Task statement ▸
Starting from the line containing "Would you be able to mark the wooden produce", write out the rest of the entries exactly, through the final line, including nothing else.
-- BEGIN Data --
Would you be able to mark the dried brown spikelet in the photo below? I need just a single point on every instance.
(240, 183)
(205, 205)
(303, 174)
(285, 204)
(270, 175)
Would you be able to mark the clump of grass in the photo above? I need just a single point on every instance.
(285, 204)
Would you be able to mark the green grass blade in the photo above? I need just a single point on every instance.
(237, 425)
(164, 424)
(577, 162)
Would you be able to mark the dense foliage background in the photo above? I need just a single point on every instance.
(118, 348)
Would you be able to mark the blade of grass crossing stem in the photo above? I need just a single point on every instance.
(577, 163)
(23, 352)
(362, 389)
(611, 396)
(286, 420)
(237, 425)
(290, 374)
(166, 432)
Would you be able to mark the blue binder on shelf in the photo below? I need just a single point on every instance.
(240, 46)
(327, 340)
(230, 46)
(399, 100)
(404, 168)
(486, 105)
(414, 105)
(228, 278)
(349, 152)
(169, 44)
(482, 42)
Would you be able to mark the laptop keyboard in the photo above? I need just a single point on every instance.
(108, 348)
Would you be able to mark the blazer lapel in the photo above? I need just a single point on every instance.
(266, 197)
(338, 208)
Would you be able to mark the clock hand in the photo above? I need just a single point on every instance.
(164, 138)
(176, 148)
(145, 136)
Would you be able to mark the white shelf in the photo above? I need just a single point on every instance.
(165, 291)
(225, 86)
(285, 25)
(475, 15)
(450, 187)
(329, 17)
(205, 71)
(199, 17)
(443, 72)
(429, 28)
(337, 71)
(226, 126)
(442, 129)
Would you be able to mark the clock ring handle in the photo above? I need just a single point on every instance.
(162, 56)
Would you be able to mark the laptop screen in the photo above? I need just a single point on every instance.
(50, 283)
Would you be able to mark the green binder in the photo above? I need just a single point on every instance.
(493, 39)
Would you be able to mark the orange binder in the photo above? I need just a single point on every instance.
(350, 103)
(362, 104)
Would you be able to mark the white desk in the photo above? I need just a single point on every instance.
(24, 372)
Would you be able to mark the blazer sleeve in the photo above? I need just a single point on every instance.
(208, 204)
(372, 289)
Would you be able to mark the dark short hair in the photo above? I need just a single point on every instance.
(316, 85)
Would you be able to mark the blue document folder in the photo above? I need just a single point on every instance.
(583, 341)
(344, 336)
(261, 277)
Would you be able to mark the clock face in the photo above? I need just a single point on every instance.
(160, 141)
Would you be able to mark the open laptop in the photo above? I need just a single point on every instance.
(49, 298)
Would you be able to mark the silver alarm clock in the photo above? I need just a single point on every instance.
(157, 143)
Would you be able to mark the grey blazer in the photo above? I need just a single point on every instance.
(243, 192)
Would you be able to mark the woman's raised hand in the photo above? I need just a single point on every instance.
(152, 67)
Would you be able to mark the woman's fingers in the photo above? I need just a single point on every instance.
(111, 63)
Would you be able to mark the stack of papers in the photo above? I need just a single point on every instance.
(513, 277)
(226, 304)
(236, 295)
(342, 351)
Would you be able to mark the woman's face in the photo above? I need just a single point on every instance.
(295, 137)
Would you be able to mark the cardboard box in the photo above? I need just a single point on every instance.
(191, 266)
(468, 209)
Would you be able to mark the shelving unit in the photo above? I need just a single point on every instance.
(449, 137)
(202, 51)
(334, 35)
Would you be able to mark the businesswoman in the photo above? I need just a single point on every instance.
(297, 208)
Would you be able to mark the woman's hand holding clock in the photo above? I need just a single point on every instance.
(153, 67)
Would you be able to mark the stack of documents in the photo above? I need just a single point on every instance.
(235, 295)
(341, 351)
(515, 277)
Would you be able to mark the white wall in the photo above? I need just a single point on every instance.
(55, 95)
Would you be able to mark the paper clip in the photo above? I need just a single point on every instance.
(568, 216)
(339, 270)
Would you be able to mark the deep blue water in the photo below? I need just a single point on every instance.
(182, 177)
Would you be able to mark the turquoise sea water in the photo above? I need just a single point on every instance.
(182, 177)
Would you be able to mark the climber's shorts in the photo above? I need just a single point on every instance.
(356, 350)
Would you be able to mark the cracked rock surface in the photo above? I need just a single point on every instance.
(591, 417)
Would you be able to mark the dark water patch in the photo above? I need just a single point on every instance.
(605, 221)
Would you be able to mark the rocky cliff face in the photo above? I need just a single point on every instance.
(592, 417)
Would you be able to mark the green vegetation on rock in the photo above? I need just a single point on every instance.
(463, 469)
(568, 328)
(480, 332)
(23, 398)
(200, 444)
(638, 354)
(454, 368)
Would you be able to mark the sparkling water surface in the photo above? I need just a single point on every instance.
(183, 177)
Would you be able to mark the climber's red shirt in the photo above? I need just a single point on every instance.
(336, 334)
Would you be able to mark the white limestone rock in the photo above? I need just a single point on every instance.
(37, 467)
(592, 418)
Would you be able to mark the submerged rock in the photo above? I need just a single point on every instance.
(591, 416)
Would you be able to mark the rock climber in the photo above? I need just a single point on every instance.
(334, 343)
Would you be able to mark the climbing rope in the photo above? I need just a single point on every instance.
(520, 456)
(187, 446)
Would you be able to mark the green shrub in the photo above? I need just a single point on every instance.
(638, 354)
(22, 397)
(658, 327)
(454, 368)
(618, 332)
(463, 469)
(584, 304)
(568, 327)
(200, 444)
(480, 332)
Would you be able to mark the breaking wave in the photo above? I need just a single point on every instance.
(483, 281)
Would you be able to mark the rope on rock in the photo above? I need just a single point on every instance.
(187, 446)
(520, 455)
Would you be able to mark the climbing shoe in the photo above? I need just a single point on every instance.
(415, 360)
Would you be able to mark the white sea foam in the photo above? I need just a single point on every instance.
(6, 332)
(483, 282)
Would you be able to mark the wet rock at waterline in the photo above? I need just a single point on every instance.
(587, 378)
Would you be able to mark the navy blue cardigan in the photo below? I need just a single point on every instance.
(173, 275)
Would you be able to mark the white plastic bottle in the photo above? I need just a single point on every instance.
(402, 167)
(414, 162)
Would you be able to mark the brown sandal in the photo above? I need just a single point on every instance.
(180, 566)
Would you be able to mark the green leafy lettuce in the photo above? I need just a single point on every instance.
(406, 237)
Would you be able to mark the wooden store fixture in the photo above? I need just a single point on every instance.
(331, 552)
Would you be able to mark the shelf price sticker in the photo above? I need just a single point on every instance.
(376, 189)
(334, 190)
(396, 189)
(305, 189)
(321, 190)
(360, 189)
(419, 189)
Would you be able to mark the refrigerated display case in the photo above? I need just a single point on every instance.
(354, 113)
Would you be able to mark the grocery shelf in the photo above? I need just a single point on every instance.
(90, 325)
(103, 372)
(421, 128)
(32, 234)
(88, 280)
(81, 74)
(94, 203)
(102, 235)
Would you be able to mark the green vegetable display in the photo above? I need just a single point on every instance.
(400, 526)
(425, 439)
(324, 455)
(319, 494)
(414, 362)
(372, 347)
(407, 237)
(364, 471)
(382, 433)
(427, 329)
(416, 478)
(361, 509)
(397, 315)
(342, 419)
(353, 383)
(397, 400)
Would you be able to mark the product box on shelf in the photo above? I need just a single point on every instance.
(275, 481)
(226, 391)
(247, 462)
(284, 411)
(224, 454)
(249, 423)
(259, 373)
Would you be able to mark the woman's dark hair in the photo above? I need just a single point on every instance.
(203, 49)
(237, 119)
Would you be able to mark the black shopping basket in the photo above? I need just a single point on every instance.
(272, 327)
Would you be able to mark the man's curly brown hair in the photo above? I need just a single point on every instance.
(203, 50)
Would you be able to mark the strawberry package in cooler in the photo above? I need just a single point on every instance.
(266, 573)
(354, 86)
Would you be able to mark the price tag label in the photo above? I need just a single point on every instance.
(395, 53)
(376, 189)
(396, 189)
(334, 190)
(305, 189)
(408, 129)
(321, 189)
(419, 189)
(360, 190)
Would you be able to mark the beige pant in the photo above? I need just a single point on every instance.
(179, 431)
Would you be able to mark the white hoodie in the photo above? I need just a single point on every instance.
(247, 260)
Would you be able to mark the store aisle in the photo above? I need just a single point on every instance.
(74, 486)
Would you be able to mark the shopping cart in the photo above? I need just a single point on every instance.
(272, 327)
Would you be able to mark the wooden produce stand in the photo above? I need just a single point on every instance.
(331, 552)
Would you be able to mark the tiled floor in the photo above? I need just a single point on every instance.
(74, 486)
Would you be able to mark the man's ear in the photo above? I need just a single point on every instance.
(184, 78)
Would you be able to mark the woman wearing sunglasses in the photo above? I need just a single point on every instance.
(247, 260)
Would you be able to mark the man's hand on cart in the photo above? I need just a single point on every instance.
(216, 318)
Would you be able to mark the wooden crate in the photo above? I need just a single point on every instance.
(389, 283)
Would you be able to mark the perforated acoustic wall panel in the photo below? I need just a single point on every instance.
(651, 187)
-- END Data --
Answer to the exercise ▸
Would you be able to mark the wooden produce stand in the photo above? I need just a single point on every instance.
(331, 552)
Would you be able to mark the tiled floor in the photo above? I need just a single point on every instance.
(74, 486)
Would you be able to mark the man's ear in the photo above? I need just a single point on every instance.
(184, 78)
Would you be able to mark the woman wearing sunglasses in the photo above? I need just a single point on every instance.
(247, 260)
Would you be able to mark the man's hand on cart in the photo above? I need just a single point on every instance.
(216, 318)
Would you be able to mark the wooden crate in the photo above? I need just a single point on every instance.
(389, 283)
Would you be able to mark the perforated acoustic wall panel in the photo below? I need just a single point on every instance.
(651, 187)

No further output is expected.